>> start Provided information
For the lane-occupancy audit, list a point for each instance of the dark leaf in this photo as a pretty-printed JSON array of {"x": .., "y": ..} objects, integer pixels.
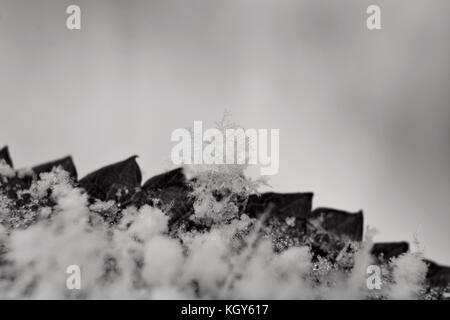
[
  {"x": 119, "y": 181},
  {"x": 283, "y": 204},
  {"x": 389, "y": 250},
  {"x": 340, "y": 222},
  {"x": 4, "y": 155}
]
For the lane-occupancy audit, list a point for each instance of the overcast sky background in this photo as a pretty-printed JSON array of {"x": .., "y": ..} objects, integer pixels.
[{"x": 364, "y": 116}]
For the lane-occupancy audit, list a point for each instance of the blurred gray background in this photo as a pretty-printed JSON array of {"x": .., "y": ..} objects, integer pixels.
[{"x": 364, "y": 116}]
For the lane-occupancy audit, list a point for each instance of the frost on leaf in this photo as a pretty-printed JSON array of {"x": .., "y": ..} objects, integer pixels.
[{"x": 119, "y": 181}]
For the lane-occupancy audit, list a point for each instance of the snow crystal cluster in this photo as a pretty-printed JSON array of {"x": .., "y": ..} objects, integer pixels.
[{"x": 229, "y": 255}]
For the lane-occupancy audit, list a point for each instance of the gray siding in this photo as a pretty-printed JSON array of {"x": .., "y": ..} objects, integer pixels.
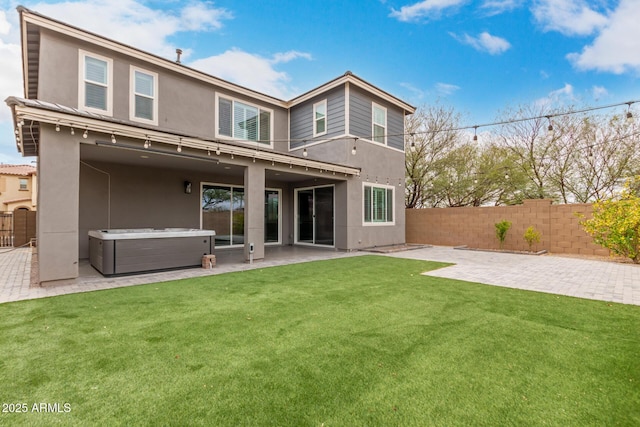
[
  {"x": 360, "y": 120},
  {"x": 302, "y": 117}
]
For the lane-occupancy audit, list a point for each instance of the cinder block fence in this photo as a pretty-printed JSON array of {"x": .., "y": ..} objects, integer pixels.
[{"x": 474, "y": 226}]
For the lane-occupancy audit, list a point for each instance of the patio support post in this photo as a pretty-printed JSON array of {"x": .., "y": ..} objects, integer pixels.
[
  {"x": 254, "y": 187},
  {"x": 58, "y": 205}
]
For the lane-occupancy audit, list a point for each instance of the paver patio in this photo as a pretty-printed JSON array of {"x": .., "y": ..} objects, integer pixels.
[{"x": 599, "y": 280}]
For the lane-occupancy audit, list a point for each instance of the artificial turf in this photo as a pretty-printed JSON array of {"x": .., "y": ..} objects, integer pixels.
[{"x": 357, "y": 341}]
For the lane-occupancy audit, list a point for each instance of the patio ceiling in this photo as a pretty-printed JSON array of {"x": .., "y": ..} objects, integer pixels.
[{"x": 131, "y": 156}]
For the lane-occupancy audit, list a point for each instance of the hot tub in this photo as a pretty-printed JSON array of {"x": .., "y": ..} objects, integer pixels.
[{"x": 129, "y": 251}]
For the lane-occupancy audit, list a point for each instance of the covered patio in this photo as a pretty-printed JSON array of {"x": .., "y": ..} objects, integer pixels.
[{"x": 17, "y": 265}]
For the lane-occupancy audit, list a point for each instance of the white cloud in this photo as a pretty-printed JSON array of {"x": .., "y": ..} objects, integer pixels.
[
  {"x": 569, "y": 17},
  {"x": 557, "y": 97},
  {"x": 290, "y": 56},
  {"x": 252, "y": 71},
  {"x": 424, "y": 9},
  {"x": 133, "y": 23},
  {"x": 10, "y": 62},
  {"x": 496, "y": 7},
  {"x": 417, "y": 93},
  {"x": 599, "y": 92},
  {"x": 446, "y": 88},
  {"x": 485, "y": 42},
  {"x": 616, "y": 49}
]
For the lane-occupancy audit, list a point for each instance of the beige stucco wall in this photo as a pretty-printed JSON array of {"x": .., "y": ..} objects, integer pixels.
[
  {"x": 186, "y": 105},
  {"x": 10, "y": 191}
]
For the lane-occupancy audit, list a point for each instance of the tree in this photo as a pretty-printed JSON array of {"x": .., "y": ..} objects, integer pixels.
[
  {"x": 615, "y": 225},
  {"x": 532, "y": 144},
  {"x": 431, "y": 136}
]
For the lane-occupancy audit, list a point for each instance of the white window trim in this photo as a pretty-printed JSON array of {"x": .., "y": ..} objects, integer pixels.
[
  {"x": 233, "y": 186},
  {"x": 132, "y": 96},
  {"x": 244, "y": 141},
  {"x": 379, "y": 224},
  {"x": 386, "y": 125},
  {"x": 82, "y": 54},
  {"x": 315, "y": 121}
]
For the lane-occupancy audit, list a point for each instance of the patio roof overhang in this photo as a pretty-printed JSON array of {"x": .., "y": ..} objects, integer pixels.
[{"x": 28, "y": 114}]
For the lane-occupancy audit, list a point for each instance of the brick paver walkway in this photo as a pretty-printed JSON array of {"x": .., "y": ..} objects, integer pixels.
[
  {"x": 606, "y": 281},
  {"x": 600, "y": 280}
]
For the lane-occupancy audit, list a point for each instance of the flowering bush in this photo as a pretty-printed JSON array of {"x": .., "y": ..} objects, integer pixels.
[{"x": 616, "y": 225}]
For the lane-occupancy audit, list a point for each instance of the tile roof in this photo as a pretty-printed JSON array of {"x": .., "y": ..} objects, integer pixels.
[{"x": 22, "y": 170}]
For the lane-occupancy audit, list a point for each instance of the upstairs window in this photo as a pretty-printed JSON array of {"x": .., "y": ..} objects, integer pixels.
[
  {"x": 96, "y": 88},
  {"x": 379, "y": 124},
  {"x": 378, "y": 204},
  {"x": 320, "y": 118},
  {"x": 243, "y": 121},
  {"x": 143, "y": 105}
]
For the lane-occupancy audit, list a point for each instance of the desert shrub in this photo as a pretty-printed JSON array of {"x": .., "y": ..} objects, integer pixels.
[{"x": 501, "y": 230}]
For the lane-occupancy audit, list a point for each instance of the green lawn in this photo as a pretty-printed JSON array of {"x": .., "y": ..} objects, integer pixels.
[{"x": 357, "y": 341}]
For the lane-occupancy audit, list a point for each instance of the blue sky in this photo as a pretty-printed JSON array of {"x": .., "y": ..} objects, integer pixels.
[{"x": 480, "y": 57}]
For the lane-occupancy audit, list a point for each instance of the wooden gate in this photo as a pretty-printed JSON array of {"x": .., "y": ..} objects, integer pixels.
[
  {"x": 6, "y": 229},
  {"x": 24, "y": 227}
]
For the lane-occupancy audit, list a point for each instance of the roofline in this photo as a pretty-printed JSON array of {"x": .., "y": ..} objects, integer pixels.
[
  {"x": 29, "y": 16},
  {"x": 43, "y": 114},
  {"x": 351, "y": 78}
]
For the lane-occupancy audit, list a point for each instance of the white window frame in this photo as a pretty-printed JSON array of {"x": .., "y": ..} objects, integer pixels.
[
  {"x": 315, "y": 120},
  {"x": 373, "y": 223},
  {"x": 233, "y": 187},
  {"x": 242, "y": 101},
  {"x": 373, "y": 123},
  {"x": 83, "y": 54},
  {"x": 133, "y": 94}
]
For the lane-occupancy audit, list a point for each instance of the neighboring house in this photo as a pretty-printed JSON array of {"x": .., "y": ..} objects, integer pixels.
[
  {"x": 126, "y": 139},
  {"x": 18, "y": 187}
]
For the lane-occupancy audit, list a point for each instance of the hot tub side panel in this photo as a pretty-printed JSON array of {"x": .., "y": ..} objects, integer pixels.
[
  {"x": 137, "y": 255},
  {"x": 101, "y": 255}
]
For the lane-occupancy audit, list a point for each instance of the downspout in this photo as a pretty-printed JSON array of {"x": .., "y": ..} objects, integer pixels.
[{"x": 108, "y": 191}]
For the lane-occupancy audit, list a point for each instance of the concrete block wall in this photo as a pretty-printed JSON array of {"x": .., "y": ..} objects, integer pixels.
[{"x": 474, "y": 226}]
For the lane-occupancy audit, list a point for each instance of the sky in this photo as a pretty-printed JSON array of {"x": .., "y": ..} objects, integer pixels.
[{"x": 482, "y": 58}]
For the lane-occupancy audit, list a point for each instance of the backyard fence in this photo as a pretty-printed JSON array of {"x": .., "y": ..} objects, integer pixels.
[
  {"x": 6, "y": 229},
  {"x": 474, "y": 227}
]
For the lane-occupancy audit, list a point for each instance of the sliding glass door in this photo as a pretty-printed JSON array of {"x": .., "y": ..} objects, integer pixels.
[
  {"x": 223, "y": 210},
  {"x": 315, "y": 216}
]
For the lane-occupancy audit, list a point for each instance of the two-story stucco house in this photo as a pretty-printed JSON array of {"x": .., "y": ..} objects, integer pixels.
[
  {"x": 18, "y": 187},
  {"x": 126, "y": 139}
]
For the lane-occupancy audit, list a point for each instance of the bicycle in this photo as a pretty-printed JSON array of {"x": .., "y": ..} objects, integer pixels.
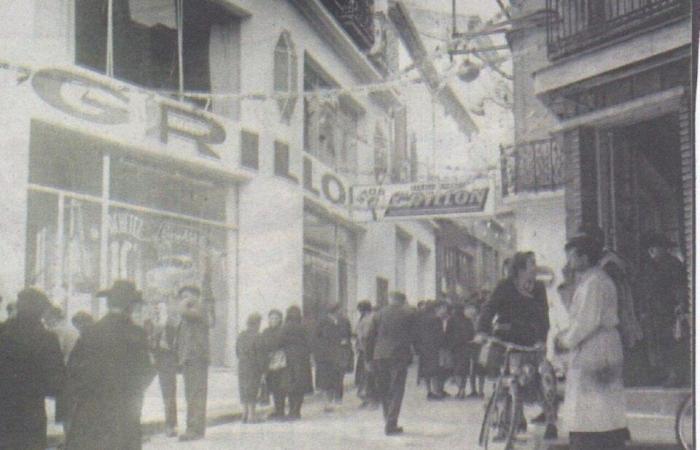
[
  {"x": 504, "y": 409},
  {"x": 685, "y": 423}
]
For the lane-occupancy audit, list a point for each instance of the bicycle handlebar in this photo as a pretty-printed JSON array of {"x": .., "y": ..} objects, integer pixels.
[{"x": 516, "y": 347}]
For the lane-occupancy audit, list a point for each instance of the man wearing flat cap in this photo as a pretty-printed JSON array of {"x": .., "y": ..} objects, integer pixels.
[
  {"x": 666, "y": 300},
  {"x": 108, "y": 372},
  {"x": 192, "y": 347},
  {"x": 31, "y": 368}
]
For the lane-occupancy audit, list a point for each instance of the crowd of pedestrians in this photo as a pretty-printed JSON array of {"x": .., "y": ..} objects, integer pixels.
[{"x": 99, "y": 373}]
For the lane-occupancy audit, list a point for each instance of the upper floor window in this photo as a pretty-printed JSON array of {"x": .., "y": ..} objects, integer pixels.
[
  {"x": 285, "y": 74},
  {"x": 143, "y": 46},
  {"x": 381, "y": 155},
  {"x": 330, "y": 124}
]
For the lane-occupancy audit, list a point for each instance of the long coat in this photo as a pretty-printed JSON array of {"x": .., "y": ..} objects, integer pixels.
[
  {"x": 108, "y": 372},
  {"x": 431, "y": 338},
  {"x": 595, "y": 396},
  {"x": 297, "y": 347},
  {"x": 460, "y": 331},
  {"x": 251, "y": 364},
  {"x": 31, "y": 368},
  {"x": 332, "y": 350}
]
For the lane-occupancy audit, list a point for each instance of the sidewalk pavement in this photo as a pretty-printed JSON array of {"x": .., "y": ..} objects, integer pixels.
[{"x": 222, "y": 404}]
>> end Provided information
>> start Provided information
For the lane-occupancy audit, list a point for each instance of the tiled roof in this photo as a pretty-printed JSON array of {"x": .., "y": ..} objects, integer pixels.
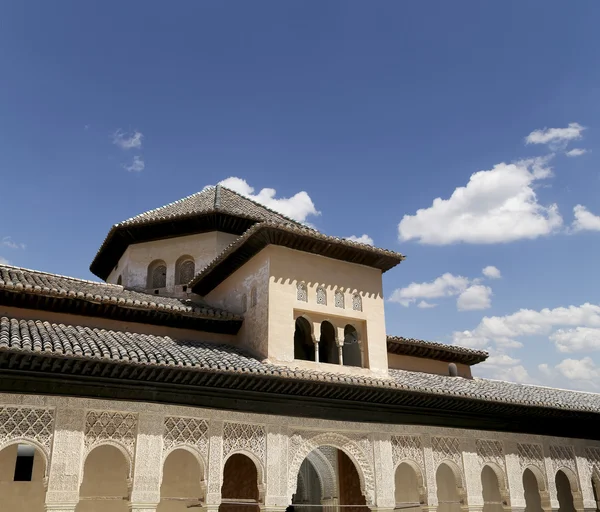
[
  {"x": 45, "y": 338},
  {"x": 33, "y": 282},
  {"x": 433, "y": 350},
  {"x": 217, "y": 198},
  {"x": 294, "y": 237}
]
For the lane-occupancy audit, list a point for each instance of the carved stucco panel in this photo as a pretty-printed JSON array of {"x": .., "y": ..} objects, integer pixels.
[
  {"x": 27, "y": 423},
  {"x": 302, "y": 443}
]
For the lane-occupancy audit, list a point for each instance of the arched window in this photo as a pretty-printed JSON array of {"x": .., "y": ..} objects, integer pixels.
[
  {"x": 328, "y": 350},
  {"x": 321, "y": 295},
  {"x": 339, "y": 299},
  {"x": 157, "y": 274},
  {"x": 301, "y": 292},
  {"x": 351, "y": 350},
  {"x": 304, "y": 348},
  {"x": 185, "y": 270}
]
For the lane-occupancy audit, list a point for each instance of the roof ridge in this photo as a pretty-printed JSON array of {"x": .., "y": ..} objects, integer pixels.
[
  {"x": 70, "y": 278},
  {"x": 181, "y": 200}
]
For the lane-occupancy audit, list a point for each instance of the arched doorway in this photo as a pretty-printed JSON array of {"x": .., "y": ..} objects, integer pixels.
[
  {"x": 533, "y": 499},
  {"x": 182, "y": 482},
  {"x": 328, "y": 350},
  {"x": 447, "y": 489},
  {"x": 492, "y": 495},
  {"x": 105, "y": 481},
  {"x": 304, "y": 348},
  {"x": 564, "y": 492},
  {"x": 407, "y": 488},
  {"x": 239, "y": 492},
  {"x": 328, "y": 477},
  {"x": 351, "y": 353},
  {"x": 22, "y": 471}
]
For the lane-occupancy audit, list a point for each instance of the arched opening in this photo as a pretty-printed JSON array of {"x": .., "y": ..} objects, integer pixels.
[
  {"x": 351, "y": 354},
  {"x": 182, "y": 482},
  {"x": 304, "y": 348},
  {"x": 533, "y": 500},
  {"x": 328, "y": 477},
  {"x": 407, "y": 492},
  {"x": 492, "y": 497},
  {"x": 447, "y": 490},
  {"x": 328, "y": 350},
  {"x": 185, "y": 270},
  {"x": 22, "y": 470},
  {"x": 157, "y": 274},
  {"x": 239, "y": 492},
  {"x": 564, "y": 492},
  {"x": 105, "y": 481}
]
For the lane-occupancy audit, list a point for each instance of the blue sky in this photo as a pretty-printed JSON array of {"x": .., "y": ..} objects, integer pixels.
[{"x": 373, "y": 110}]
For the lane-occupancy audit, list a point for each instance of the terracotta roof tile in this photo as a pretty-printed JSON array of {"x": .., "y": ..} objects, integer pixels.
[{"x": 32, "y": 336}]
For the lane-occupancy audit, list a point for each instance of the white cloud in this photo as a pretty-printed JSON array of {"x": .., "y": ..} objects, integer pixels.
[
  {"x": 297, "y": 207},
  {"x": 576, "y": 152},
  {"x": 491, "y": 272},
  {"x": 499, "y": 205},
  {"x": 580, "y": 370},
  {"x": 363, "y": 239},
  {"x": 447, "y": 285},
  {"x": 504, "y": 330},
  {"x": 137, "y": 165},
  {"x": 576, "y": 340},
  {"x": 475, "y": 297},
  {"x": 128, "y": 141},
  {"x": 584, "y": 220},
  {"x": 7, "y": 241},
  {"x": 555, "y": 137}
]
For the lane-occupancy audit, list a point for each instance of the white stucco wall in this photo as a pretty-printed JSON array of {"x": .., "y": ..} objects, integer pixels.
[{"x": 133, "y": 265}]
>> end Provided information
● **Short task**
Report each line above that contains the word "bicycle", copying every such line in full.

● **The solution**
For the lane-occupancy audit, list a point for each instance of the bicycle in this photo as a pretty-printed JSON array of {"x": .., "y": ..} objects, integer pixels.
For the lane-occupancy audit, list a point for each instance of the bicycle handlebar in this photo as a pretty-printed JSON array of {"x": .., "y": ..} objects, integer pixels.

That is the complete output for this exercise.